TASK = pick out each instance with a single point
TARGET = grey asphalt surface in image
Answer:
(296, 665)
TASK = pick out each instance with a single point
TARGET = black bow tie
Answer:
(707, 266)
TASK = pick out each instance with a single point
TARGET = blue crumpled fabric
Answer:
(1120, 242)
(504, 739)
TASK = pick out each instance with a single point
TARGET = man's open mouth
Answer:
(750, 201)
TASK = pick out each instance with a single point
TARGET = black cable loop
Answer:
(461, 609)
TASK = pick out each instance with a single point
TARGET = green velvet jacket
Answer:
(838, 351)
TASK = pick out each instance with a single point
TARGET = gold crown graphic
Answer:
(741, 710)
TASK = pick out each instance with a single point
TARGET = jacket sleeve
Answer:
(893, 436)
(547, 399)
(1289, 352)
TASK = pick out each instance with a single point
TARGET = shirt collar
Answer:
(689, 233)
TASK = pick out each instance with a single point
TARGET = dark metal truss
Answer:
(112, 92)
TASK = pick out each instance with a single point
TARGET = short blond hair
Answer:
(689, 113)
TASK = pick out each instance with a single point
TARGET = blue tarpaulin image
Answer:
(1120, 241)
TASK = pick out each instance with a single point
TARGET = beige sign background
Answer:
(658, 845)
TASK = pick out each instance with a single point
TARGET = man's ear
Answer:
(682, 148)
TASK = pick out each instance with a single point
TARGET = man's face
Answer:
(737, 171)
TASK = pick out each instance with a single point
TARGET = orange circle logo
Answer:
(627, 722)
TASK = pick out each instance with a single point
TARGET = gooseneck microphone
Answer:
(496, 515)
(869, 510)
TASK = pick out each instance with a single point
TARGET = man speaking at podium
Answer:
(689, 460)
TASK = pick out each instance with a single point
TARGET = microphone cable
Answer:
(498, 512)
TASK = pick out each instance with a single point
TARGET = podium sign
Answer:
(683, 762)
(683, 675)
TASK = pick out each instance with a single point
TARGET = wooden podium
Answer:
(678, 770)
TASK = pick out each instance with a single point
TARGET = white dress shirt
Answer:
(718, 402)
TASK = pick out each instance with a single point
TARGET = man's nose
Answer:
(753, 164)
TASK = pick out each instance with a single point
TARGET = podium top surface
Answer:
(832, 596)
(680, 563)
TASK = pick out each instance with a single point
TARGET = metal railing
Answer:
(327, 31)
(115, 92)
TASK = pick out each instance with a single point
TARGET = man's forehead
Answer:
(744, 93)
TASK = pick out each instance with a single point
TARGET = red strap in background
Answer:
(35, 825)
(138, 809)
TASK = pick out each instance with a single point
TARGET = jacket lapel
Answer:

•••

• [Your instructions]: All that is wanted is the set of lines from the one with "TARGET = man's forehead" through the last line of the entries, both included, output exactly.

• [Response to this exercise]:
TARGET = man's forehead
Answer:
(744, 93)
TASK = pick out each instance with a single point
TARGET = red strap in background
Answer:
(35, 825)
(138, 809)
TASK = pick out each instance with a single point
TARGET = jacket lapel
Answer:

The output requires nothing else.